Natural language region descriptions
%%

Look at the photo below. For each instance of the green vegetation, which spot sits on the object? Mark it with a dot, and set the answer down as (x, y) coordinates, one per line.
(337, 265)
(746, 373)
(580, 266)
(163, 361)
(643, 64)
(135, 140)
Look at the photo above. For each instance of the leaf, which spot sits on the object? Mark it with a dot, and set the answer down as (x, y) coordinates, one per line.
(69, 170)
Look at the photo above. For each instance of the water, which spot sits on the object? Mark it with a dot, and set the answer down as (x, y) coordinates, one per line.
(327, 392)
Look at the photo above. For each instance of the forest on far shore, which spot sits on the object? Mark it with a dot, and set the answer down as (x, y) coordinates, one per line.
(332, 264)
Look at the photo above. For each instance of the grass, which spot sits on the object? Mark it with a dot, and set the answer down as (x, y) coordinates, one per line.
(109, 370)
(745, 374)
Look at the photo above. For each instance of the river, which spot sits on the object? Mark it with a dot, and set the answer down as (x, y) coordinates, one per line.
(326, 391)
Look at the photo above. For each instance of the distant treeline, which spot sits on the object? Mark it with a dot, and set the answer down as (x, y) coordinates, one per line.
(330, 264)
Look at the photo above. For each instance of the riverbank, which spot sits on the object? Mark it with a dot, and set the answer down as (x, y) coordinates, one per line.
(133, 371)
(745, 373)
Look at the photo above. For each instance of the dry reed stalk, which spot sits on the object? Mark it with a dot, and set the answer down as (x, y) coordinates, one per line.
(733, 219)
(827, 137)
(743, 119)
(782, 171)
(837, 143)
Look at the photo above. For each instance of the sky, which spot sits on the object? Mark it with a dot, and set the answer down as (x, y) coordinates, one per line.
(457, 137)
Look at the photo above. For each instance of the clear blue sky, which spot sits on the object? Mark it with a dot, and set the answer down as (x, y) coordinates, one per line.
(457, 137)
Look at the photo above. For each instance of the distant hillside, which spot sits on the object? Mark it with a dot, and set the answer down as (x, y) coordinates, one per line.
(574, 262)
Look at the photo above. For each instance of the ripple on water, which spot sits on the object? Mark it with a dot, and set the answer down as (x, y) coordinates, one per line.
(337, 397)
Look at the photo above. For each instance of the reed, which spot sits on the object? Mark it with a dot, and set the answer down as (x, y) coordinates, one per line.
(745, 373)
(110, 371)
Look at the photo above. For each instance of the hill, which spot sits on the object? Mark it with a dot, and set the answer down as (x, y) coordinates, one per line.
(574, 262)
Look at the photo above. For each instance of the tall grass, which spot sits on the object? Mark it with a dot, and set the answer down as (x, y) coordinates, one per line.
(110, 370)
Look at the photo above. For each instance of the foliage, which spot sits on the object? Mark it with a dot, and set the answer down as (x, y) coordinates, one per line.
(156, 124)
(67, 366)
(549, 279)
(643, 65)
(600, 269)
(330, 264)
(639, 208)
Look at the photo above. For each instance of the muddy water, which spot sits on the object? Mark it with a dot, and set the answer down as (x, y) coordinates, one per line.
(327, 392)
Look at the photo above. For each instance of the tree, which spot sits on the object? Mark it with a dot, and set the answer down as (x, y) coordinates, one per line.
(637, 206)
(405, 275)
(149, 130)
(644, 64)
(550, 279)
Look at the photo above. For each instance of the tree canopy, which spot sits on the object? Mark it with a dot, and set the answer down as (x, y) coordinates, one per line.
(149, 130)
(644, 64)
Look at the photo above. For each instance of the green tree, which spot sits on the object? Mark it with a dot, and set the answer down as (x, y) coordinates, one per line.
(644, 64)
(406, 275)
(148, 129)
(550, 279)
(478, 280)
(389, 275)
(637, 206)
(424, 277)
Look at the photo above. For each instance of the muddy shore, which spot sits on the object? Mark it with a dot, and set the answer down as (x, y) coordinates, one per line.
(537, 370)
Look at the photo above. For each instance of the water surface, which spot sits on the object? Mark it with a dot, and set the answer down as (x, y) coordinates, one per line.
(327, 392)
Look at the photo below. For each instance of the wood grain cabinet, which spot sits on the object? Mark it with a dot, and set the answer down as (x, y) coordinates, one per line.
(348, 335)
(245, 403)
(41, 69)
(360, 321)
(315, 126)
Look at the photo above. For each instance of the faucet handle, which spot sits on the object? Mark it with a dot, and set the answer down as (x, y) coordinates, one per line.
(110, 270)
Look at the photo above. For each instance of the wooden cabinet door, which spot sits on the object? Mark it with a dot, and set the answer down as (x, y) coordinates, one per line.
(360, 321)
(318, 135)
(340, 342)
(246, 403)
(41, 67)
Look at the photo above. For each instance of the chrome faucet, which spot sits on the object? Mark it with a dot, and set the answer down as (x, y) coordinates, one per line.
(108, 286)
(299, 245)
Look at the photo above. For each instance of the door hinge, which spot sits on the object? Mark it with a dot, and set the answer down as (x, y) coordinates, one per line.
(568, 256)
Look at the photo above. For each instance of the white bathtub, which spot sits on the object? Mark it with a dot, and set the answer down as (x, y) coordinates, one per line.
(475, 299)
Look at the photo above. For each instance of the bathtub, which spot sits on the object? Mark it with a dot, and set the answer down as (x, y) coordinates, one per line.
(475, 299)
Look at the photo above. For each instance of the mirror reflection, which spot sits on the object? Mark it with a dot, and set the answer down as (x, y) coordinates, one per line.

%%

=== Exercise requirements ===
Each line above is to be reproduced exactly. Leave none out.

=== Solution below ===
Look at the photo below. For each instance of the green vegetation, which spot sits on the object? Mark it with a dot, and set the answer down as (x, y) coordinates, one per line.
(337, 265)
(746, 373)
(580, 266)
(163, 361)
(643, 64)
(135, 140)
Look at the photo above. For each instance of the leaf, which spot sits on the object? Mark it with a dot, and set the answer down as (x, y) coordinates, one per line.
(69, 170)
Look at the photo above. For each instance of the water, which spot sits on the object? Mark it with a dot, and set the answer down as (x, y) coordinates, one per line.
(327, 392)
Look at the photo above. For each instance of the forest on far shore, which spot sits on the object? Mark it with a dot, and set the answer down as (x, y) coordinates, one per line.
(332, 264)
Look at the photo above. For each instance of the grass, which spot sits on the object? Mark it with a dot, and set the answer down as (x, y) coordinates, one per line.
(109, 370)
(745, 374)
Look at the photo above. For each instance of the river, which spot sits on the object? Mark it with a dot, and set the answer down as (x, y) coordinates, one per line.
(326, 391)
Look at the photo above. For each instance of the distant treeline, which spot sits on the object? Mark it with a dot, and set the answer down as (x, y) coordinates, one per line.
(330, 264)
Look at the photo above. For each instance of the riverbank, which spot sits on the object? Mark it with a dot, and set the answer down as (x, y) coordinates, one per line.
(133, 371)
(745, 373)
Look at the photo above. For each instance of the dry reed stalk, which spot sits on the object? Mark it with a dot, and set the answer down as (x, y) coordinates, one per line.
(733, 219)
(827, 137)
(743, 119)
(782, 171)
(837, 143)
Look at the photo above. For each instance of the sky, which spot sits on the object? Mark it with a dot, and set the answer down as (x, y) coordinates, one per line.
(457, 137)
Look at the photo above. For each instance of the clear blue sky, which spot sits on the object? Mark it with a dot, and set the answer down as (x, y) coordinates, one per line.
(457, 137)
Look at the photo above. For each instance of the distant hillside, which spot sits on the object? Mark it with a dot, and set the answer down as (x, y) coordinates, one per line.
(574, 262)
Look at the photo above. For each instance of the ripple on water, which spot sits on the object? Mark it with a dot, and set the answer down as (x, y) coordinates, one per line.
(337, 397)
Look at the photo above. For each instance of the reed, which spot sits on the object? Mark it with a dot, and set the answer down as (x, y) coordinates, one per line.
(745, 373)
(110, 371)
Look at the photo above. For each instance of the hill, which spot sits on the object? Mark it with a dot, and set the answer down as (x, y) coordinates, one per line.
(574, 262)
Look at the photo above. For each instance of the tall grass, which spot sits on the object? Mark it with a dot, and set the answer down as (x, y) coordinates, one per line.
(110, 370)
Look at the photo above. For each instance of the foliage, which spot sits on the object? Mark it with a dot, and set the answer down as (x, y) coordinates, one per line.
(156, 124)
(67, 366)
(549, 279)
(643, 65)
(600, 269)
(330, 264)
(639, 208)
Look at the photo above. For each instance of the muddy water, which spot sits on the object? Mark it with a dot, and set the answer down as (x, y) coordinates, one per line.
(327, 392)
Look at the photo above. For each instance of the tree, which spot sits on the object? Mark it with a dot, and set the answer down as (x, y) coordinates, one per line.
(637, 206)
(405, 275)
(149, 130)
(644, 64)
(550, 279)
Look at the photo above. For each instance of the tree canopy, which spot sits on the object? Mark it with a dot, and set the answer down as (x, y) coordinates, one per line.
(149, 130)
(644, 64)
Look at the photo above. For each instance of the green tree, which spot sits on the object? Mark it with a dot, and set the answer down as (x, y) coordinates, one per line.
(644, 64)
(406, 275)
(148, 129)
(550, 279)
(478, 280)
(389, 275)
(637, 206)
(424, 277)
Look at the photo above. For each instance of the muddy shore, which spot sits on the object? Mark it with a dot, and set the answer down as (x, y) coordinates, one per line.
(537, 370)
Look at the photo above. For each instance of the water surface, which spot sits on the object? Mark it with a dot, and set the answer down as (x, y) coordinates, one per line.
(327, 392)
Look at the photo below. For each instance of the wood grain cabinet, which spot sits on the object? Mark it with a dot, and set the answer down as (x, y) coordinates, one per line.
(348, 335)
(245, 403)
(41, 69)
(360, 321)
(315, 126)
Look at the photo above. For each instance of the faucet handle, which spot sits on the object? Mark it with a dot, and set the answer down as (x, y) coordinates, one per line.
(110, 270)
Look at the photo above. For each instance of the wooden cabinet door, which spot sits on the object? Mark it with a dot, and set the answer down as (x, y) coordinates, one per line.
(360, 321)
(318, 135)
(340, 342)
(246, 403)
(41, 67)
Look at the photo above. For each instance of the chrome faucet, which spot sits on the object? Mark it with a dot, and set the answer down as (x, y) coordinates, one per line.
(108, 286)
(299, 245)
Look at the photo above. For each instance of the door hinge, which spot sits on the object? Mark it with a dot, and set the answer down as (x, y) coordinates, one per line.
(568, 256)
Look at the photo above. For each instance of the white bathtub, which spot sits on the object? Mark it with a dot, and set the answer down as (x, y) coordinates, one per line.
(475, 299)
Look at the photo above. For each instance of the bathtub, which spot sits on the object? Mark it with a dot, and set the answer down as (x, y) coordinates, one per line.
(475, 299)
Look at the photo above. For each instance of the mirror reflection, which spot sits on the object? Mark it with a dot, and set the answer down as (x, y) coordinates, one per line.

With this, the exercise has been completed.